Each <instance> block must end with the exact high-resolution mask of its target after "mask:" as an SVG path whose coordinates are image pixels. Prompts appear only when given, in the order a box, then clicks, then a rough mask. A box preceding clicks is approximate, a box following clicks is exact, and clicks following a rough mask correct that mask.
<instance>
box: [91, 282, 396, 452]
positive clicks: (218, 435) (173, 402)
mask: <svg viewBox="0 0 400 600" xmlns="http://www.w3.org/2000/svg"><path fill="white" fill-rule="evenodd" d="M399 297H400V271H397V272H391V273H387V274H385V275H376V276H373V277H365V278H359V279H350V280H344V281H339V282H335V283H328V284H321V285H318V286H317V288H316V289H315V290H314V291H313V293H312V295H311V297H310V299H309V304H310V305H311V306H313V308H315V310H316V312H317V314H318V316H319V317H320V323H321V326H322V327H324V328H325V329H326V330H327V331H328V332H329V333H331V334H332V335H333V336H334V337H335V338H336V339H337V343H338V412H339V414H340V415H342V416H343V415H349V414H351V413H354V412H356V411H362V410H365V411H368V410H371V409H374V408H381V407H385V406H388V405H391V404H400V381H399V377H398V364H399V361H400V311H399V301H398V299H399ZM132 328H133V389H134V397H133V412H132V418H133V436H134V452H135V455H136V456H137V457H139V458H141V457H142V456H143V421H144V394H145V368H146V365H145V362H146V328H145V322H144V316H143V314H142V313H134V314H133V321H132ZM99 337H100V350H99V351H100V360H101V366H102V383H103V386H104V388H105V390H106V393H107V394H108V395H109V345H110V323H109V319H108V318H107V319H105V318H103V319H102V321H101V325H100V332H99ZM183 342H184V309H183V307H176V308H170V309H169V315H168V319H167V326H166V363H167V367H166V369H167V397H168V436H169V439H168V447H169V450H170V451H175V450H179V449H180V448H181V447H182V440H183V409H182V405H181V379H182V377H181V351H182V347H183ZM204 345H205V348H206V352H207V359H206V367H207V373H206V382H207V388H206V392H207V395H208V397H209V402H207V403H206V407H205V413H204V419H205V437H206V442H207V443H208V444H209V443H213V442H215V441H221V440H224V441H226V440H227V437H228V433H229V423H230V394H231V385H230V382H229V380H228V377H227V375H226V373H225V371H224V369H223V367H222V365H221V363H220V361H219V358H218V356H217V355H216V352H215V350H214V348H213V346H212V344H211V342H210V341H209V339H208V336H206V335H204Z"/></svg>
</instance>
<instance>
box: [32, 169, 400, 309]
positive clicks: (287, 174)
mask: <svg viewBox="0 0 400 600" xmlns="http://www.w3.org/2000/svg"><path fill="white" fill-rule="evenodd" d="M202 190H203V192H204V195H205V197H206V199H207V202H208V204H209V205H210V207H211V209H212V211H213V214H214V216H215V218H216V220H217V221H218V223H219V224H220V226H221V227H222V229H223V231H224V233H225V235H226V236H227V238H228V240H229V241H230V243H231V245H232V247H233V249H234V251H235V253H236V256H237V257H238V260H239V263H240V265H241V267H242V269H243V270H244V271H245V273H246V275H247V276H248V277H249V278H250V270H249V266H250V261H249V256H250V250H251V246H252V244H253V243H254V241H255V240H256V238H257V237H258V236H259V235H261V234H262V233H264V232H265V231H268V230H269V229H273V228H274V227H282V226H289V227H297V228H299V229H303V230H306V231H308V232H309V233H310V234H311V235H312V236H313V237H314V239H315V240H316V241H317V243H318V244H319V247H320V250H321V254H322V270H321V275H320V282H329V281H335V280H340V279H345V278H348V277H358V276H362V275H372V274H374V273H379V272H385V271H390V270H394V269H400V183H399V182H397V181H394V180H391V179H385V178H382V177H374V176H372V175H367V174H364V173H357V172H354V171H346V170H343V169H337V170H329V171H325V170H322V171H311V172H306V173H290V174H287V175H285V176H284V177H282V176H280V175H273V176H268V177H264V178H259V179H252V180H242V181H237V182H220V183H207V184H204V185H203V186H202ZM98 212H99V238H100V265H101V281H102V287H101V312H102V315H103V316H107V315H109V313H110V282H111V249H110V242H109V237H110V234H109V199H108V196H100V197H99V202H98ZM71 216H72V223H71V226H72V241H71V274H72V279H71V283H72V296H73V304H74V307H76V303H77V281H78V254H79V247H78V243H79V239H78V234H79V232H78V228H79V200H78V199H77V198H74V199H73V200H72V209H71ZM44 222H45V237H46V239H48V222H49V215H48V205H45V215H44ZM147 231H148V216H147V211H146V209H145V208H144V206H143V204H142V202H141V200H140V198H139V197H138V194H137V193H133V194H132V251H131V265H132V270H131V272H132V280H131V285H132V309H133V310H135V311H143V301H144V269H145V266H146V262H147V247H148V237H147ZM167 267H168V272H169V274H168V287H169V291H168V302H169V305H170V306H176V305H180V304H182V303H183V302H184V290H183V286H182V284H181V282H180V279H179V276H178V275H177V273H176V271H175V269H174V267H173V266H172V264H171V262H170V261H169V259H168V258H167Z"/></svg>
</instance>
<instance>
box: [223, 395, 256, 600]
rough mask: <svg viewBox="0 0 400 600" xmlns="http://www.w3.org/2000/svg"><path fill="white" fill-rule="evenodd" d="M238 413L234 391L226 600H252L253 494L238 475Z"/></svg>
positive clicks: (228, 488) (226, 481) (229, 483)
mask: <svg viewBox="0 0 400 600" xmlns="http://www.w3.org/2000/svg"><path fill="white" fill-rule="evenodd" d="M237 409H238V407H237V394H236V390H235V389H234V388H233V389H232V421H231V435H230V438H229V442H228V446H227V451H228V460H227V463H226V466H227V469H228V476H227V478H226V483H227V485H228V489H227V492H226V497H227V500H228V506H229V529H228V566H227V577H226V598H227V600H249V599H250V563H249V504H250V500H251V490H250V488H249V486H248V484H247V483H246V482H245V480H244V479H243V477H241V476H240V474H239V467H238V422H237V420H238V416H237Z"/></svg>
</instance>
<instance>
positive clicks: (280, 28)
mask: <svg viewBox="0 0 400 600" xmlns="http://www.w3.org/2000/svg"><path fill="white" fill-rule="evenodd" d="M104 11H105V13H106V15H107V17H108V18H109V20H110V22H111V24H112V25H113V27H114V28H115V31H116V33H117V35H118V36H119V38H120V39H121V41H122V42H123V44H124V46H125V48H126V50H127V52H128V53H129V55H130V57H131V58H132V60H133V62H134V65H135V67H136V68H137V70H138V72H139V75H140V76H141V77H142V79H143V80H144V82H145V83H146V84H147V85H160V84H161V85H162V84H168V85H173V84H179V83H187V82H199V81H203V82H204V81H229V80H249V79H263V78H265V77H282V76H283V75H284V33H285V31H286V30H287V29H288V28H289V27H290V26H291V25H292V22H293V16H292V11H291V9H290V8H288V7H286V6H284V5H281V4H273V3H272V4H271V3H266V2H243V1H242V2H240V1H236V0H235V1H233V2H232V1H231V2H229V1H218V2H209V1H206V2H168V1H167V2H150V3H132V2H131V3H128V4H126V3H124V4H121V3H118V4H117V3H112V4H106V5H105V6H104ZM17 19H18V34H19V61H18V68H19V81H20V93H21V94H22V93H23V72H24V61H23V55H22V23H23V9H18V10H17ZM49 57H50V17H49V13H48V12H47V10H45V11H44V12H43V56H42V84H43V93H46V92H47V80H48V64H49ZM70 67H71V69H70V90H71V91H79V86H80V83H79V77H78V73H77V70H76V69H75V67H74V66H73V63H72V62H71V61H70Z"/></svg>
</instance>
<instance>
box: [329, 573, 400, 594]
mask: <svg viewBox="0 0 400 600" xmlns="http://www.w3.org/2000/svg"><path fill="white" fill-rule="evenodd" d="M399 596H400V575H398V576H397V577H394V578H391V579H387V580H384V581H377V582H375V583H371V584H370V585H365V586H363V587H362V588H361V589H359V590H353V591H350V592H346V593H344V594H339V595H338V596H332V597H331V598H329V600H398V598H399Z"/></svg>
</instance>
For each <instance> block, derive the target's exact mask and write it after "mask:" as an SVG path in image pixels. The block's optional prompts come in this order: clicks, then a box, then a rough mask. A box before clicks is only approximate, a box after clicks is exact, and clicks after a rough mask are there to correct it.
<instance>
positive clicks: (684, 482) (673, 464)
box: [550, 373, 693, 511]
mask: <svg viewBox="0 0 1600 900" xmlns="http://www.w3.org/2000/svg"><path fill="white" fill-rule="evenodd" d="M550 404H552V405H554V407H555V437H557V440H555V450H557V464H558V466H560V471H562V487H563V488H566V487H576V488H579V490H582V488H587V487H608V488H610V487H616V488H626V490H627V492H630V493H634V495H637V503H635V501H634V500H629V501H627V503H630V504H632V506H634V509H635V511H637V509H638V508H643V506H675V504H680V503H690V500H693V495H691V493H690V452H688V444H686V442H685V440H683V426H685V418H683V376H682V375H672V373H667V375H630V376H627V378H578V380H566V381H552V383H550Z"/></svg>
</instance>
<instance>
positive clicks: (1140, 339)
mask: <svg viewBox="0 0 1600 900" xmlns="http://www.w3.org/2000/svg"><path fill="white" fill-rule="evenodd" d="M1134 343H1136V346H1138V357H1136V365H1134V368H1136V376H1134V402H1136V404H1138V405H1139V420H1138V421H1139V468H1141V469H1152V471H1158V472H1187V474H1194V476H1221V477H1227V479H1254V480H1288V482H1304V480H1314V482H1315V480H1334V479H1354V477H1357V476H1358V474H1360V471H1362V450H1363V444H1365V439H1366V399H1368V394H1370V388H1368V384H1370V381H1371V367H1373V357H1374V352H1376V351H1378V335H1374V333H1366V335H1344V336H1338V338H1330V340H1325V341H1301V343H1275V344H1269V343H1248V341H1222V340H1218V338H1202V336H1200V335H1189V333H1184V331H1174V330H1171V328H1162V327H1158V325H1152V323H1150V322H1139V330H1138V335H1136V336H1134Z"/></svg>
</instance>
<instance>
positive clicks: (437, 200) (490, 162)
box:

◇ ◇ ◇ ◇ ◇ ◇ ◇

▶ **Work task**
Read through the data and copy every line where "then" shows up.

▶ **Solved problem**
Each <instance> block must end with the exact high-resolution mask of its target after "mask:" as an SVG path whose coordinates are image pixels. Prompts appear only when given, in the order a box, then clicks, then a rough mask. A box preceding clicks is approximate, a box following clicks is exact, and clicks following a rough mask correct that mask.
For each <instance> block, derive the target's exact mask and write it after "mask:" as an SVG path in image pixels. The block's optional prompts come in this order: clicks, then a box, then a rough mask. A box before clicks is only approximate, a box after clicks is exact, and clicks after a rough mask are there to correct it.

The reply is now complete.